BEGIN Selected excerpt

Anteroposterior Hip Projection Analysis

• An AP oblique projection of the hip is obtained by placing the patient supine on the imaging table, with the unaffected leg extended and the affected leg flexed and abducted (Figure 7-9). To ensure that the pelvis is not rotated, judge the distances from the ASISs to the imaging table. The distance on each side should be equal.

• Detecting pelvis rotation. Rotation of the pelvis on an AP oblique projection is detected by evaluating the relationship of the ischial spine and the pelvic brim, the alignment of the sacrum and coccyx with the symphysis pubis, and the demonstration of the obturator foramen. If the patient was rotated toward the affected hip, the ischial spine is demonstrated without pelvic brim superimposition, the sacrum and coccyx are not aligned with the symphysis pubis but are rotated away from the affected hip, and demonstration of the obturator foramen is decreased (see Image 6). If the patient was rotated away from the affected hip, the ischial spine is not aligned with the pelvic brim but is demonstrated closer to the acetabulum, the sacrum and coccyx are not aligned with the symphysis pubis but are rotated toward the affected hip, and demonstration of the obturator foramen is increased (see Image 7).

• Lauenstein and Hickey methods, lateral hip. The Lauenstein and Hickey methods are modifications of the AP oblique hip projection. For these methods, the patient is positioned as described for the AP oblique hip projection with the femur flexed and abducted, except that the pelvis is rotated toward the affected hip as needed to position the femur against the imaging table (Figure 7-10).

• Accurate femur positioning. To position the greater trochanter accurately beneath the proximal femur and position the lesser trochanter in profile, flex the patient's knee and hip until the femur is angled at 60 to 70 degrees with the imaging table (20 to 30 degrees from vertical) (Figure 7-11).

• Effect of distal femur elevation on proximal femur visualization. For an AP oblique hip projection, the medial and lateral placement of the greater and lesser trochanters are determined when the patient flexes the knee and hip. Use a femoral skeletal bone for a better understanding of how the relationship of the greater and lesser trochanters to the proximal femur changes as the distal femur is elevated with knee and hip flexion. Begin by placing the femoral bone on a flat surface in an AP position. While slowly elevating the distal femur, observe how the greater trochanter rotates around the proximal femur. First, the greater trochanter moves beneath the proximal femur; then, as elevation of the distal femur continues, it moves from beneath the proximal femur and is demonstrated on the medial side of the femur.

END Selected excerpt
BEGIN Available data

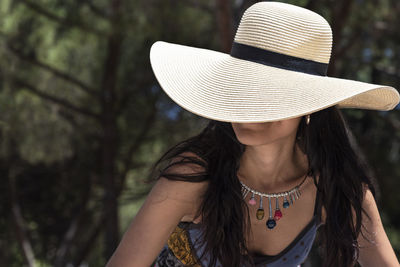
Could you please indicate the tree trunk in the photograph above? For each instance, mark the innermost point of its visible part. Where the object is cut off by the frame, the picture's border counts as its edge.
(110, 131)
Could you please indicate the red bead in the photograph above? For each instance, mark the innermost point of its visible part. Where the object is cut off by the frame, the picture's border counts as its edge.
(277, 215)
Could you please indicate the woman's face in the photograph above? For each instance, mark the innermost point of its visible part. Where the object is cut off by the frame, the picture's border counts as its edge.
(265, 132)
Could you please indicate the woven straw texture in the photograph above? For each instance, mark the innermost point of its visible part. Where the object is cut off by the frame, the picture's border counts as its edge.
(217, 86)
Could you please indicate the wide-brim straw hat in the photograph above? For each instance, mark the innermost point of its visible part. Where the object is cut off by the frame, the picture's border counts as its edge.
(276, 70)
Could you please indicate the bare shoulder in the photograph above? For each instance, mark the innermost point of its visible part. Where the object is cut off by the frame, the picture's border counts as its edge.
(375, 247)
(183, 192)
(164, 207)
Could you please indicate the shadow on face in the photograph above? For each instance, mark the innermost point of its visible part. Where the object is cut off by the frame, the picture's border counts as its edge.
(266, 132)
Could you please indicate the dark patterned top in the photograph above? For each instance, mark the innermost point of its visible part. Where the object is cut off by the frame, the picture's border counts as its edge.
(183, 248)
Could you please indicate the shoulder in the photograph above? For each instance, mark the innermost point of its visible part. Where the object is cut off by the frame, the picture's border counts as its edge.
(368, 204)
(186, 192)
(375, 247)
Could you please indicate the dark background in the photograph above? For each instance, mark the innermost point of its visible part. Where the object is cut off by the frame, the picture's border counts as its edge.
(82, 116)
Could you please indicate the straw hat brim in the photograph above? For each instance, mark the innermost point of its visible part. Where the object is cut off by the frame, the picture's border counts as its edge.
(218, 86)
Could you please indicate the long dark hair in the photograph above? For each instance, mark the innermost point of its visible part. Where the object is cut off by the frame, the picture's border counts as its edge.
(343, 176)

END Available data

Continue the passage on AP oblique hip projection analysis from where it stops.

• Poor distal femur elevation. If the knee and hip are not flexed enough to place the femur at this angle with the imaging table, the greater trochanter is demonstrated laterally, as it is on an AP projection (see Images 7 and 8). If the knee and hip are flexed too much, placing the femur at an angle greater than 60 to 70 degrees with the imaging table, the greater trochanter is demonstrated medially (see Image 9). The greater trochanter is also demonstrated medially, as shown in Image 9, when the foot and ankle of the affected leg are elevated and placed on top of the unaffected leg. This positioning causes the femur to rotate externally. The foot of the affected leg should remain resting on the imaging table.

• Accurate leg positioning. To demonstrate the femoral neck and proximal femur with only partial foreshortening and the proximal greater trochanter at a transverse level halfway between the femoral head and lesser trochanter on an AP oblique hip projection, abduct the femoral shaft to a 45-degree angle from vertical (Figure 7-12).

• Effect of leg abduction. The degree of femoral abduction determines the amount of femoral neck foreshortening and the transverse level at which the proximal greater trochanter is demonstrated between the femoral head and lesser trochanter.

    Use a femoral skeleton bone to understand how leg abduction determines the visualization of the femoral neck and the position of the greater trochanter. Place the femoral bone on a flat surface in an AP position, with the distal femur elevated until the greater trochanter is positioned beneath the proximal femur and the lesser trochanter is in profile (20 to 30 degrees from vertical or 60 to 70 degrees from flat surface). From this position, abduct the femoral bone (move the lateral surface of the femoral bone toward the flat surface). As the bone moves toward the flat surface, observe how the femoral neck is positioned more on end and the greater trochanter moves proximally (toward the femoral head).

• Poor leg abduction. If the femoral shaft is abducted 20 to 30 degrees from vertical (60 to 70 degree angle with the imaging table; Figure 7-13) the femoral neck is demonstrated without foreshortening and the proximal greater trochanter is at the same transverse level as the lesser trochanter (see Image 10). If the femoral shaft is abducted to the imaging table (Figure 7-14), the proximal femoral shaft is demonstrated without foreshortening, the proximal greater trochanter is at the same transverse level as the femoral head, and the femoral neck is demonstrated on end (see Image 11).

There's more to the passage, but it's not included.